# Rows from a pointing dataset
● ● ●

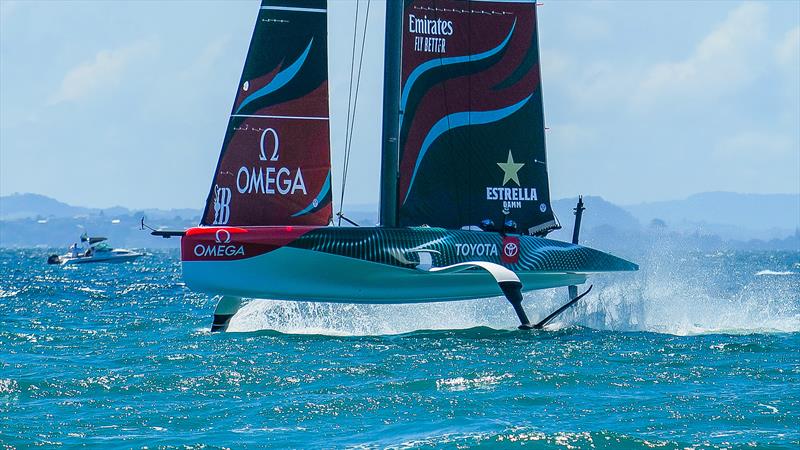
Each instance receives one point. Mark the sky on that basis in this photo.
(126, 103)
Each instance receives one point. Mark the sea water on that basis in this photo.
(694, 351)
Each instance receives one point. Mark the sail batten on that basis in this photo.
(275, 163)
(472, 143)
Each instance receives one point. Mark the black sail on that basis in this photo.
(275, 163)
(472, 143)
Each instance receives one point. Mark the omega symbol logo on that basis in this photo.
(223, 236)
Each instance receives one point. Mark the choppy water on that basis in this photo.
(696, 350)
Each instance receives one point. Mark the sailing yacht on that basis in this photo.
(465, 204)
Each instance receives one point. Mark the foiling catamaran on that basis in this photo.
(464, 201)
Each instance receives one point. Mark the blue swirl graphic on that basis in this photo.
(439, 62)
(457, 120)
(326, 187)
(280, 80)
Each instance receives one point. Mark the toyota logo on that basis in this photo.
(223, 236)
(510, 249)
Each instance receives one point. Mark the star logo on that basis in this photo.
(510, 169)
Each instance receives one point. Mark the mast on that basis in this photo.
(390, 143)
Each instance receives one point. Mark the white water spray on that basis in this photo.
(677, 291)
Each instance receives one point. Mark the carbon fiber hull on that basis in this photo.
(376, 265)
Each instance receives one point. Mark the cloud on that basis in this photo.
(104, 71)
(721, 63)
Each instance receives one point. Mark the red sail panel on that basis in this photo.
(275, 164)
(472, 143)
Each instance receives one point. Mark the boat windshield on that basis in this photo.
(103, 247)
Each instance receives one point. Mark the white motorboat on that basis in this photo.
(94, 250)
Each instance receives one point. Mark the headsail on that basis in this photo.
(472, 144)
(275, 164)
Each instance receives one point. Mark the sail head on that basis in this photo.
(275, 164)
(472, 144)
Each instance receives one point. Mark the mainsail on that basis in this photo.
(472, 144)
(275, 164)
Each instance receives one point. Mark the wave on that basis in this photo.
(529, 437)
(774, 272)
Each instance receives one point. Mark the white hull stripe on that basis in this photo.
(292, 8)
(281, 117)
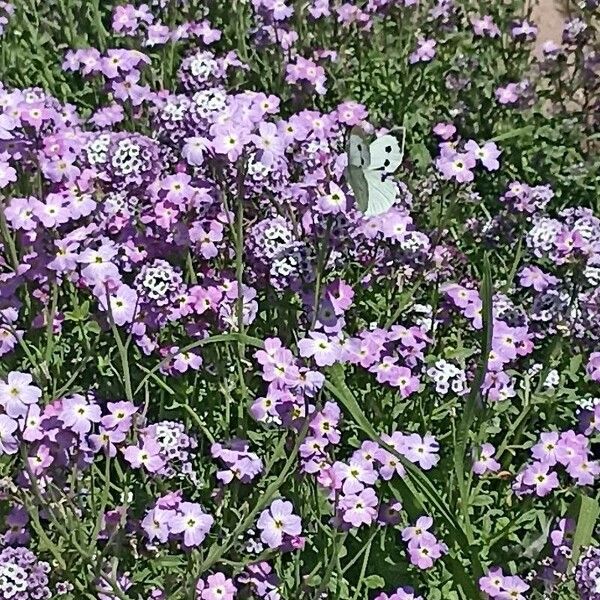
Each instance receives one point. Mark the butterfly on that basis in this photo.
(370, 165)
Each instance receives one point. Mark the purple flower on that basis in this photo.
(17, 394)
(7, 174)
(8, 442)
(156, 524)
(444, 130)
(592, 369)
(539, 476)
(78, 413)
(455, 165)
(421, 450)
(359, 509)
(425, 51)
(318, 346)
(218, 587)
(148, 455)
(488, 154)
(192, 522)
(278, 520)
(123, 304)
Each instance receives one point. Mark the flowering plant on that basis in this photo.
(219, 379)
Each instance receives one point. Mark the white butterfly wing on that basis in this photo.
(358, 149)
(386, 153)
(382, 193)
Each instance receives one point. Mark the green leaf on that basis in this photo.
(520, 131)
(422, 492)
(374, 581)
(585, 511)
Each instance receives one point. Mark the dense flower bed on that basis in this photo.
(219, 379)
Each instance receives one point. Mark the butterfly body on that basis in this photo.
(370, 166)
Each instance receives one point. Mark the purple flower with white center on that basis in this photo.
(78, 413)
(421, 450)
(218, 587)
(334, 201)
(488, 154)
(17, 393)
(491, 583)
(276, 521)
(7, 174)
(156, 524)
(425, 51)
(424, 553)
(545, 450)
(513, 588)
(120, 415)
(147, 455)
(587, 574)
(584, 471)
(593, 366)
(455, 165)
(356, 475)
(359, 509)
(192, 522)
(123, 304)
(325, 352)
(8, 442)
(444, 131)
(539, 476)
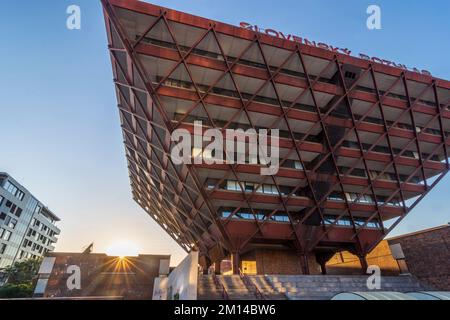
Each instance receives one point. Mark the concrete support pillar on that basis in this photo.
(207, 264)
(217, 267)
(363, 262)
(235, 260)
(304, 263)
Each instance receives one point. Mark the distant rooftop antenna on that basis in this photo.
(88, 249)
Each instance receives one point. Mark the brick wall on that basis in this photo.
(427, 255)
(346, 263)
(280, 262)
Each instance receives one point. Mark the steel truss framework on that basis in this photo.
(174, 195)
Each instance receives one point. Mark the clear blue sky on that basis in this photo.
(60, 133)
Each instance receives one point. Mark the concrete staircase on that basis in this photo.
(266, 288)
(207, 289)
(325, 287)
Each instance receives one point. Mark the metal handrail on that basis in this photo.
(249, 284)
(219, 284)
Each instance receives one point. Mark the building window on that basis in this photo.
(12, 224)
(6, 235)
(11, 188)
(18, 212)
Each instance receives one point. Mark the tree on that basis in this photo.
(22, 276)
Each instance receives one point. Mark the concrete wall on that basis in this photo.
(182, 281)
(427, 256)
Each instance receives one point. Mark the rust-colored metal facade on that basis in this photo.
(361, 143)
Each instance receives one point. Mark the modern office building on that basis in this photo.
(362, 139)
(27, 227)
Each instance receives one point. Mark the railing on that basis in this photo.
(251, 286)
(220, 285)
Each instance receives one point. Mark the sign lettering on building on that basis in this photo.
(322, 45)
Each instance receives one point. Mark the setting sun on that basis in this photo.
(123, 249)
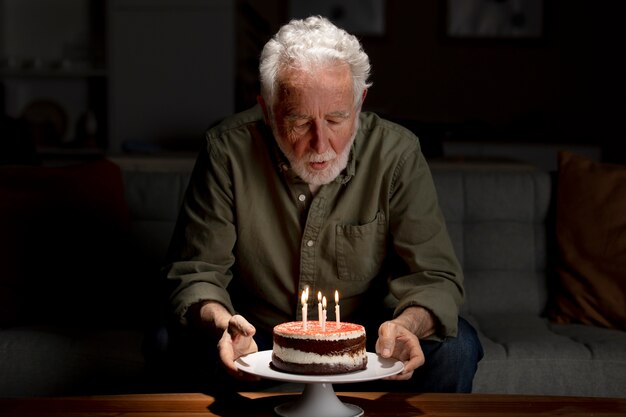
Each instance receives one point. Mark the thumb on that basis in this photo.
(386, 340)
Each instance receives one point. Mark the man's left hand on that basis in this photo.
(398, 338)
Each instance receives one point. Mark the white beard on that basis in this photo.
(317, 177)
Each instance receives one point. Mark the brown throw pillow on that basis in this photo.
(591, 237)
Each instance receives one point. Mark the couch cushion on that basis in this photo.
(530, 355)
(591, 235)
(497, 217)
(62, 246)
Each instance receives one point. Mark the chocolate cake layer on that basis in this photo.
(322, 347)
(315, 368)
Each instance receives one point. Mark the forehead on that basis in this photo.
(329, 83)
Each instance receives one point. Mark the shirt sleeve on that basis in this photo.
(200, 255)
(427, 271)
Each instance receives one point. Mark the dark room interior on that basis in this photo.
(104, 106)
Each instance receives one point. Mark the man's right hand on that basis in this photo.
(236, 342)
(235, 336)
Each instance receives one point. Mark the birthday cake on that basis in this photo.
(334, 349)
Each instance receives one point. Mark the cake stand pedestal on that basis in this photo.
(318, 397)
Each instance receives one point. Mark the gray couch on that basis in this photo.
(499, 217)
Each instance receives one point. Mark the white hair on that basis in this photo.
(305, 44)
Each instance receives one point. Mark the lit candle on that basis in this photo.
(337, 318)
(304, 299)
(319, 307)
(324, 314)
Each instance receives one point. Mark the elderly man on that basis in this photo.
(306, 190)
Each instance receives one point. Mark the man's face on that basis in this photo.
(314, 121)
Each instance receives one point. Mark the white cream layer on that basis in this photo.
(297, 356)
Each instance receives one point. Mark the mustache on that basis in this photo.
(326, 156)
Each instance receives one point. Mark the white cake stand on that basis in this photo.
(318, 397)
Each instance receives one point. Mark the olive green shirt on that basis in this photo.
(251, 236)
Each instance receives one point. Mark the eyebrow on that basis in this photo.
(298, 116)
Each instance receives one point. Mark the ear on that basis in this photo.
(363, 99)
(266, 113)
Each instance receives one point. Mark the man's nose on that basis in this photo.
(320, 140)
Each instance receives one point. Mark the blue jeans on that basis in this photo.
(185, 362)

● ● ●

# WHAT YOU WILL DO
Reproduce the rows starting at the line that contains "Each instance receives one point. Mark the eyebrow" and ending with the last row above, including both of those lines.

# RESPONSE
Each instance receives one point. Mark the eyebrow on that basis in this photo.
(298, 116)
Each instance receives one point. Mark the ear on that basis in this photo.
(363, 99)
(266, 113)
Each instance receives one point. Mark the man's nose on that basis in this photo.
(320, 140)
Each instance receives one point. Mark the blue jeans on that basis in this photo.
(185, 362)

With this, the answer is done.